Stored data entries:
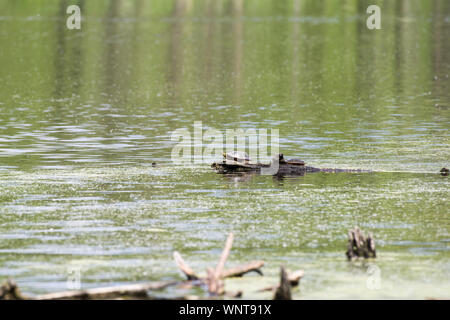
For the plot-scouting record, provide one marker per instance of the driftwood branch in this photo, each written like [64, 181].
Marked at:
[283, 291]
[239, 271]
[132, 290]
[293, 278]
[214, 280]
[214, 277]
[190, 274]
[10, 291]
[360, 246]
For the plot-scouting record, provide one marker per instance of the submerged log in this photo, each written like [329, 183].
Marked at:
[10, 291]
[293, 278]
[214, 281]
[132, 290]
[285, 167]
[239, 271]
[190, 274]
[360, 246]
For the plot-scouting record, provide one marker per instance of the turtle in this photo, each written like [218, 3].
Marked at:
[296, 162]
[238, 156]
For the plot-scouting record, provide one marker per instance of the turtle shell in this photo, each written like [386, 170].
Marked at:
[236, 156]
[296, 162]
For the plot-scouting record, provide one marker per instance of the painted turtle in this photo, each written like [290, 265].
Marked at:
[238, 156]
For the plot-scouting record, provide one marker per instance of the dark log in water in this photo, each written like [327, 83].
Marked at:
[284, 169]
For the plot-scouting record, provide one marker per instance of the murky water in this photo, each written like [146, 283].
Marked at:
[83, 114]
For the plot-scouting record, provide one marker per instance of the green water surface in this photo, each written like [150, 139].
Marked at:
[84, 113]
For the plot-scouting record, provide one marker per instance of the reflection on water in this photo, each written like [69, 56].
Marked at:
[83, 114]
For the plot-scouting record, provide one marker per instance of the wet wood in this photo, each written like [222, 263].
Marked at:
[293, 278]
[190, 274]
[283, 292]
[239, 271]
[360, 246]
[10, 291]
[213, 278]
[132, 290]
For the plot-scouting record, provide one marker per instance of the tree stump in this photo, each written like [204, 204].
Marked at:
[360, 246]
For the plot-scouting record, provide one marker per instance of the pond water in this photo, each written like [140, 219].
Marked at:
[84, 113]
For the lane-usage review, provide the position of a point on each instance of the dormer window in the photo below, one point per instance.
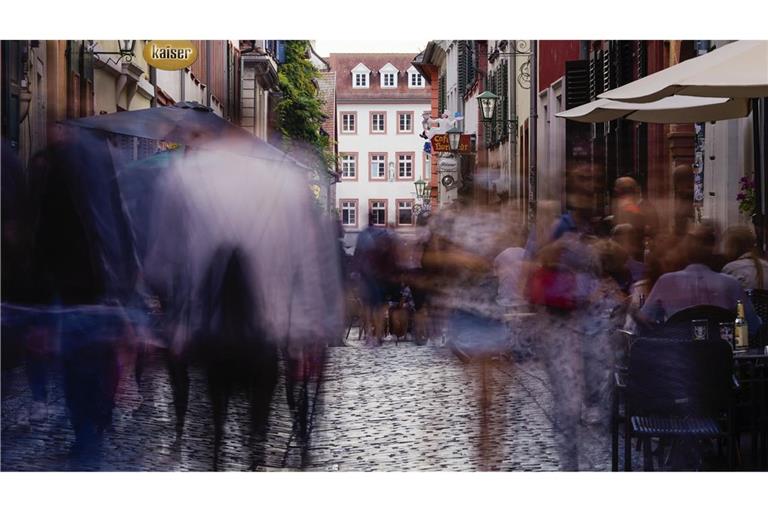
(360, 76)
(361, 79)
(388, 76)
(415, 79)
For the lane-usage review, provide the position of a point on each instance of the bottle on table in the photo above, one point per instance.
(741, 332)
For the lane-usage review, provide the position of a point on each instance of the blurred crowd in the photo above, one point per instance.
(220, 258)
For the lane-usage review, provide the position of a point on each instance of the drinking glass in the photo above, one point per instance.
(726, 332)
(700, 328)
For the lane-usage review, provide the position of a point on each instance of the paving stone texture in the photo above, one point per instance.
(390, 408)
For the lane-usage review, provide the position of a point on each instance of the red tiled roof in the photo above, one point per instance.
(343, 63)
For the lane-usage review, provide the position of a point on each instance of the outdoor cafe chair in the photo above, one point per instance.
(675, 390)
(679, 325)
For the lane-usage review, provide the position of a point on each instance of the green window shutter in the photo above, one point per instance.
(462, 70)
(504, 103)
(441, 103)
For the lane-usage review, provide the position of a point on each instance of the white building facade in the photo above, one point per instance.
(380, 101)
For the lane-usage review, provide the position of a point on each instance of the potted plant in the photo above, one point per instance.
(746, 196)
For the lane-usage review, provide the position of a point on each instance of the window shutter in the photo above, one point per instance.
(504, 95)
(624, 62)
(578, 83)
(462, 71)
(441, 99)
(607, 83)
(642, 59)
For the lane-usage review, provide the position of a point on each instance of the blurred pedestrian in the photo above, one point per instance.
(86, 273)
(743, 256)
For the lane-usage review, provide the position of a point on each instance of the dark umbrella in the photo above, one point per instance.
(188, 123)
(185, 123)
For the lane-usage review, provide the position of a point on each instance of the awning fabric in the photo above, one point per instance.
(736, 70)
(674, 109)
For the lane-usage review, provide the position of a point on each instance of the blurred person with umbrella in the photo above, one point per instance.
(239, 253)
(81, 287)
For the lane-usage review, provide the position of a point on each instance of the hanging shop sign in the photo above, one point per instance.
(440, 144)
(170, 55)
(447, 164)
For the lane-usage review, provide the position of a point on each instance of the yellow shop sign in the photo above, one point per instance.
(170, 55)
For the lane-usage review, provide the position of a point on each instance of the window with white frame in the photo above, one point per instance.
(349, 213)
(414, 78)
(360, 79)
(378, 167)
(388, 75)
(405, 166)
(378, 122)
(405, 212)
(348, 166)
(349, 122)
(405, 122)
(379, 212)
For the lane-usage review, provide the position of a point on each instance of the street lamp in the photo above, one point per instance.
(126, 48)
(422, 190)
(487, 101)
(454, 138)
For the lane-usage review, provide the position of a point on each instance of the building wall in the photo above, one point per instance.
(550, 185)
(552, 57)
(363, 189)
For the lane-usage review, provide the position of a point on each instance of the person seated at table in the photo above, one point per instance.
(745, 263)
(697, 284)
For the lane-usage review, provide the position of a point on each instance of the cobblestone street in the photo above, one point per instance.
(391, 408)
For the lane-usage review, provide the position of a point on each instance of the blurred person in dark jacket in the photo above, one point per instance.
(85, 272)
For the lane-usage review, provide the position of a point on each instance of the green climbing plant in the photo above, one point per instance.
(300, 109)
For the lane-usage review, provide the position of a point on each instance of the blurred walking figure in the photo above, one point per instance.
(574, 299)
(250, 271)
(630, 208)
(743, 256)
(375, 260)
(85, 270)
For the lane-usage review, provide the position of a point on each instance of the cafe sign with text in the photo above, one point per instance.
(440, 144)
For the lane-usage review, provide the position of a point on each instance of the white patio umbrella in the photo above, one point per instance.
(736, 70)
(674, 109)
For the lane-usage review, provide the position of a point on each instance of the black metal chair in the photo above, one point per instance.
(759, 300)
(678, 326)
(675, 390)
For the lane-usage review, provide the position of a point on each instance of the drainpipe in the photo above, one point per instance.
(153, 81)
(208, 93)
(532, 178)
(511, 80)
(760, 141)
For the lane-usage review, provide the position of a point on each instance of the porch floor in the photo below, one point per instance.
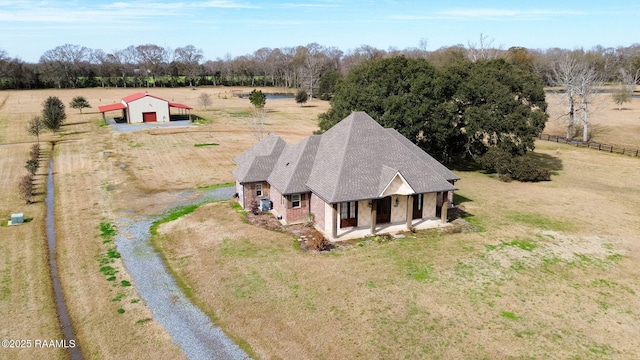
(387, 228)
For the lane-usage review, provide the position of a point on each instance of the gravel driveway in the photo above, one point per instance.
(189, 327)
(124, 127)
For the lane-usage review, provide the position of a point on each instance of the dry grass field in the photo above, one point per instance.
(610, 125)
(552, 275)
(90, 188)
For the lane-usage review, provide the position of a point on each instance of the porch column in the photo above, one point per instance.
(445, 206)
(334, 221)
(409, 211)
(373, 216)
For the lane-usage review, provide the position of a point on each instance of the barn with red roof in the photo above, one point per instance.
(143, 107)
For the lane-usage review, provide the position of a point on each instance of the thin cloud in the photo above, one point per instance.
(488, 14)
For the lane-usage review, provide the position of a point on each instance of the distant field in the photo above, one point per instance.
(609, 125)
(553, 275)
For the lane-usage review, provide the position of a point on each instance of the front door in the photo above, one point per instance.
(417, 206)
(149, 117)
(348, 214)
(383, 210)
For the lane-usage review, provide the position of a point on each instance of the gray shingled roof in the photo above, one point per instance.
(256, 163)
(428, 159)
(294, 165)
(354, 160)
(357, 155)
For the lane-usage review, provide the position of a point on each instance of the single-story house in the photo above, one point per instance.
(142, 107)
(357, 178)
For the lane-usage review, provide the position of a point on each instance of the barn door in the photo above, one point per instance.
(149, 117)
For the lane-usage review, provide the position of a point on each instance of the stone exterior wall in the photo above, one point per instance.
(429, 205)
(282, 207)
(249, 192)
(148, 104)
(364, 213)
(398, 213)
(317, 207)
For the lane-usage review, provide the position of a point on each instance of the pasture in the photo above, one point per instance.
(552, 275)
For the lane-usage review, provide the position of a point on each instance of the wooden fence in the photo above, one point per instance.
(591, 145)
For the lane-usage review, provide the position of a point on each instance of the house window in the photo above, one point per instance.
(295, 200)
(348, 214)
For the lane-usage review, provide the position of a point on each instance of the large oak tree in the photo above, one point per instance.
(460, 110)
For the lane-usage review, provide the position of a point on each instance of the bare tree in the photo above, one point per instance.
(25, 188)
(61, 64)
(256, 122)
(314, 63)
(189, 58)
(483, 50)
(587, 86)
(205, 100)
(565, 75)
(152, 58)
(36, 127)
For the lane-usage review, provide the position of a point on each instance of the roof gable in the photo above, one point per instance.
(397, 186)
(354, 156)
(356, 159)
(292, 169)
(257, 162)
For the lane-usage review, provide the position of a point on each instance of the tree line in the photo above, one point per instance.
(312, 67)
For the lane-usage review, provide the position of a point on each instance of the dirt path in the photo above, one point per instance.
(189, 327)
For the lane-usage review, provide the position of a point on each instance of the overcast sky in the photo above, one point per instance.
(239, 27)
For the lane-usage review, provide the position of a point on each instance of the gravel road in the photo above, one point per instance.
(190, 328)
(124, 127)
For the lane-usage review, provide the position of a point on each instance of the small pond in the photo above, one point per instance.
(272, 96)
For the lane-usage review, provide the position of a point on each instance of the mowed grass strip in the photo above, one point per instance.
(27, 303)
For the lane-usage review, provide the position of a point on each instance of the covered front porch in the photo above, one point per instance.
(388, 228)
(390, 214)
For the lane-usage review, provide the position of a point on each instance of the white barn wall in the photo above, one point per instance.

● ABOUT THIS TASK
Only the lines containing the string "turtle" are needed; pull them out of the records.

● ANSWER
For the plot-scouting record, provide one marker per instance of the turtle in this photo, each written like [218, 3].
For the plot-scouting record, provide one marker per instance of the turtle shell in this photo, each written like [386, 170].
For the plot-scouting record, provide one marker per instance of the painted turtle in this photo, each written like [290, 265].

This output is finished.